SET PROBLEM. Reproduce the entries from the line containing "of the helmet" through the line containing "M 599 735 L", changing every "instance" to "occurrence" and leaving everything else as it is.

▬▬▬▬▬▬▬▬▬▬

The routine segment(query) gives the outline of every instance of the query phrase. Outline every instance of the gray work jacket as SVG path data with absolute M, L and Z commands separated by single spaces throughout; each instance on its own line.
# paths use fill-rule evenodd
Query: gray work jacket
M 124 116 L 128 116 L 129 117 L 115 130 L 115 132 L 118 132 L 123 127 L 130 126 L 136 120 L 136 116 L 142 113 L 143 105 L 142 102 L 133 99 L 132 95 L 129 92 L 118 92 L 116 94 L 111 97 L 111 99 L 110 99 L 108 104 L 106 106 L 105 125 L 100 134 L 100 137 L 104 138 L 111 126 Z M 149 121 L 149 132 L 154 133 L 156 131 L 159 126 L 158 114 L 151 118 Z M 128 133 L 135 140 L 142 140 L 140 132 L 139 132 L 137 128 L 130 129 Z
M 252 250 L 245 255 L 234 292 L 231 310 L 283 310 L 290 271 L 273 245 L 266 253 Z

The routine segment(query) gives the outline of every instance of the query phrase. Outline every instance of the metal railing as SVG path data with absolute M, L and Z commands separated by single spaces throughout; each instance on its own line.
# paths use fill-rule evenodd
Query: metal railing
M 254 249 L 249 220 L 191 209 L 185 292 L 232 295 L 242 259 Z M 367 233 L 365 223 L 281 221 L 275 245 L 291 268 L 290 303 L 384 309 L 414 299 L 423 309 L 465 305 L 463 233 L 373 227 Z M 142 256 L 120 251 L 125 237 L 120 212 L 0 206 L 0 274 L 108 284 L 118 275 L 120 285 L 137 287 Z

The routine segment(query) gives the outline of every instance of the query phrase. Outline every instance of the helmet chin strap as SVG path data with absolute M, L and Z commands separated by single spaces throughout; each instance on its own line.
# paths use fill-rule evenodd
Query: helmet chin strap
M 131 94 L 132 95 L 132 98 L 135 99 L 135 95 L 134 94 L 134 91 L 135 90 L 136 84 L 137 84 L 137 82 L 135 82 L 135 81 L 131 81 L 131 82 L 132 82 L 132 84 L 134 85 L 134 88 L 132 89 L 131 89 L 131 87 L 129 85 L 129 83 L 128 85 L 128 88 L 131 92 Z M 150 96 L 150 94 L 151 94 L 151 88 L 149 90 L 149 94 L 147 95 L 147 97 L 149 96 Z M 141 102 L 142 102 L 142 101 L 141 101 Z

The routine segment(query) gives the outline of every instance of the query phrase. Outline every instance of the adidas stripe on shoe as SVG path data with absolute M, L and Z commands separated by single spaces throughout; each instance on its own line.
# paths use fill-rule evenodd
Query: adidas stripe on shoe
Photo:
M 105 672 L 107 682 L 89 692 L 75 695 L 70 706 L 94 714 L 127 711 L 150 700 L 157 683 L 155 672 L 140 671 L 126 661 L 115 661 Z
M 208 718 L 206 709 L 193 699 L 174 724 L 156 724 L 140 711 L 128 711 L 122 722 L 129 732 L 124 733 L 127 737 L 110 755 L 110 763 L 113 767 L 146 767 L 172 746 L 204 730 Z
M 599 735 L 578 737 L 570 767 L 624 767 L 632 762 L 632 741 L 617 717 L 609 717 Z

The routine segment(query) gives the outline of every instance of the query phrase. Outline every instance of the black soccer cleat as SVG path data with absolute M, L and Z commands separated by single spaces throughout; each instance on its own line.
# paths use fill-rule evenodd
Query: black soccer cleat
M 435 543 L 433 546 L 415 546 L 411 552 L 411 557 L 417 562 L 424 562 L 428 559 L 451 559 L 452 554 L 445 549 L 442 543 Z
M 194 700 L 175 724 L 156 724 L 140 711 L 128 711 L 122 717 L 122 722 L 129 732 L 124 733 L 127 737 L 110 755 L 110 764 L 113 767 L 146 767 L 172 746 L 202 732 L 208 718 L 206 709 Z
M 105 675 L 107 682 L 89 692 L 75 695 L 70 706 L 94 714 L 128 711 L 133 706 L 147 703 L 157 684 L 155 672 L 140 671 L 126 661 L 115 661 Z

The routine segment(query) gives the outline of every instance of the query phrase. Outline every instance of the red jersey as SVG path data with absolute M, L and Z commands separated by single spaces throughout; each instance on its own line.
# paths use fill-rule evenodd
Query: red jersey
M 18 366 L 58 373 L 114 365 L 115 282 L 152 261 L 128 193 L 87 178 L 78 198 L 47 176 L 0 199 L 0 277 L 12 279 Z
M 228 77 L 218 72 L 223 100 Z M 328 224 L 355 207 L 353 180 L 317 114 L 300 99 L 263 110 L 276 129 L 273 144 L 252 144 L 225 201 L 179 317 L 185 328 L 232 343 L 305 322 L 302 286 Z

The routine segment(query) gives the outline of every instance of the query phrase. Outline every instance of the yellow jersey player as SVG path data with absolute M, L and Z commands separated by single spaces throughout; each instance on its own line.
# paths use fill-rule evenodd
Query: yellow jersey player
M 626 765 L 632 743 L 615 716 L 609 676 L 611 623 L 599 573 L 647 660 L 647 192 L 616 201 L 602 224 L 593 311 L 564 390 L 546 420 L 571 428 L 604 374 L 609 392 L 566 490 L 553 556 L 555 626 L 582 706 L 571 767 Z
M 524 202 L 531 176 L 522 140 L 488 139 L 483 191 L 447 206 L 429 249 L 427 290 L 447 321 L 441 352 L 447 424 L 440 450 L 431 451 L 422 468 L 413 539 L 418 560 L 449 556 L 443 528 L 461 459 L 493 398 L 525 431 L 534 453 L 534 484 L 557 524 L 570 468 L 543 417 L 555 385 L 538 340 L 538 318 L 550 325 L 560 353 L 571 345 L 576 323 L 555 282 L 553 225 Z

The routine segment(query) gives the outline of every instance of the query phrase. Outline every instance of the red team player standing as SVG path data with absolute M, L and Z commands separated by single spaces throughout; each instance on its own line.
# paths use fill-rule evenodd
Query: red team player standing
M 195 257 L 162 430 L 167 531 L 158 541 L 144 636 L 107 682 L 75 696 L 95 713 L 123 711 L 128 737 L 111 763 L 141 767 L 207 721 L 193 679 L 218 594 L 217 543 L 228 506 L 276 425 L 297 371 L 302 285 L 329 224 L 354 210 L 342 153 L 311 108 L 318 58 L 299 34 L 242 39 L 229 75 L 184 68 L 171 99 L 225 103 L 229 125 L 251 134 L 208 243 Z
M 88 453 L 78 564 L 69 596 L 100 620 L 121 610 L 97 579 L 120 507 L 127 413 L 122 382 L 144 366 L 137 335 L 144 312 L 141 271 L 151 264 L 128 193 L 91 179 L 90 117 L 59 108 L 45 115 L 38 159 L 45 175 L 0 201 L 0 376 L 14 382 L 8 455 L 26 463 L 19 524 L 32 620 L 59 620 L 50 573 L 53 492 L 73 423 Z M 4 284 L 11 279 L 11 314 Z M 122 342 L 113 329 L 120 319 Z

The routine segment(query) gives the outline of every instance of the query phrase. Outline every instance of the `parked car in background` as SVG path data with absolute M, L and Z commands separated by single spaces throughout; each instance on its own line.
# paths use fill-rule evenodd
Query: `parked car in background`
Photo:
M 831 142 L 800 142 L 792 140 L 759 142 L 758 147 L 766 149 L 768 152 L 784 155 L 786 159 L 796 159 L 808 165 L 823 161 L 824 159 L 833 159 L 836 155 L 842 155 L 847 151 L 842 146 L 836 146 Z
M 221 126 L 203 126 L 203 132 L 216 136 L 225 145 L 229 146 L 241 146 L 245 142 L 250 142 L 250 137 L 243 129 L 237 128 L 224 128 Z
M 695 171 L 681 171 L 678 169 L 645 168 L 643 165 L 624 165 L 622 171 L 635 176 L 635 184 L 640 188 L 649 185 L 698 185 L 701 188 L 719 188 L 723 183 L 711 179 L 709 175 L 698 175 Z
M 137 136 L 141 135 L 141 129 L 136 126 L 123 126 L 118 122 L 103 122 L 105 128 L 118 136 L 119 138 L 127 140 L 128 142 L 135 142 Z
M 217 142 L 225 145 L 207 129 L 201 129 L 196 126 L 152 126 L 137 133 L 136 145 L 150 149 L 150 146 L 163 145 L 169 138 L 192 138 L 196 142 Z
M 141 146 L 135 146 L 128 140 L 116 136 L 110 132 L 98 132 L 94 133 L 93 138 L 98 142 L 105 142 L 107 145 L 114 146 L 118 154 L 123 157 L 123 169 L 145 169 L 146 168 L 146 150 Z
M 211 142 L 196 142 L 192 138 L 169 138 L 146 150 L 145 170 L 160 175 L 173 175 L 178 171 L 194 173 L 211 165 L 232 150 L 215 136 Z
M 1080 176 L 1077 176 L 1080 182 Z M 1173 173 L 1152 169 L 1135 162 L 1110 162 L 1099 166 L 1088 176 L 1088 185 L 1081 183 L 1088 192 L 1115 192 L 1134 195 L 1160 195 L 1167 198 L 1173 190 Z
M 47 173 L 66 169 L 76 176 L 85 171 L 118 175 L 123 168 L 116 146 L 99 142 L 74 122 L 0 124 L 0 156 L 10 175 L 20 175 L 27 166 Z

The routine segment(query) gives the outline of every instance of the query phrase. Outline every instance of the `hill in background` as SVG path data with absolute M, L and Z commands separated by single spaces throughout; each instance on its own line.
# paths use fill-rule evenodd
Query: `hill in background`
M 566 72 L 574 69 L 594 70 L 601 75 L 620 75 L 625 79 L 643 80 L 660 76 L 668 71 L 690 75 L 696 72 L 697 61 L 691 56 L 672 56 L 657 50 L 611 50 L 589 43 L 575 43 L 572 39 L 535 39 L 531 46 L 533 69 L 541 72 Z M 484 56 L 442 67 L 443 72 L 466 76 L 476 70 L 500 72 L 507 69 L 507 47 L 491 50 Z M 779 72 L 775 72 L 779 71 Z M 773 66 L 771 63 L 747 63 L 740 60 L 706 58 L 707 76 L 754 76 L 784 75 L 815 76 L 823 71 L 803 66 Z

▬▬▬▬▬▬▬▬▬▬

SOLVED PROBLEM.
The routine segment(query) gives the outline of every occurrence of the query phrase. Outline every occurrence of the helmet chin strap as SVG path data with absolute M, L and Z commands separated by single spaces throughout; each occurrence on its own line.
# paths use fill-rule evenodd
Query: helmet chin strap
M 131 94 L 132 95 L 132 98 L 135 99 L 135 95 L 134 94 L 134 91 L 135 90 L 136 84 L 137 84 L 137 82 L 135 82 L 135 81 L 131 81 L 131 82 L 132 82 L 132 84 L 134 85 L 134 88 L 132 89 L 131 89 L 131 87 L 129 85 L 129 83 L 128 85 L 128 88 L 131 92 Z M 150 96 L 150 94 L 151 94 L 151 88 L 149 90 L 149 94 L 147 95 L 147 97 L 149 96 Z M 141 102 L 142 102 L 142 101 L 141 101 Z

The routine segment(query) gives the outline of every occurrence of the query phrase. Outline every occurrence of the adidas stripe on shoe as SVG path data with absolute M, L and Z commands separated by single spaces throughout; each occurrence on its own line.
# paths use fill-rule evenodd
Query: adidas stripe on shoe
Photo:
M 105 672 L 107 682 L 89 692 L 75 695 L 70 706 L 94 714 L 127 711 L 150 700 L 157 683 L 155 672 L 140 671 L 126 661 L 115 661 Z
M 208 718 L 206 709 L 193 699 L 174 724 L 156 724 L 140 711 L 128 711 L 122 722 L 129 732 L 124 733 L 127 737 L 110 755 L 110 763 L 113 767 L 146 767 L 172 746 L 204 730 Z
M 599 735 L 578 737 L 570 767 L 624 767 L 632 762 L 632 741 L 617 717 L 609 717 Z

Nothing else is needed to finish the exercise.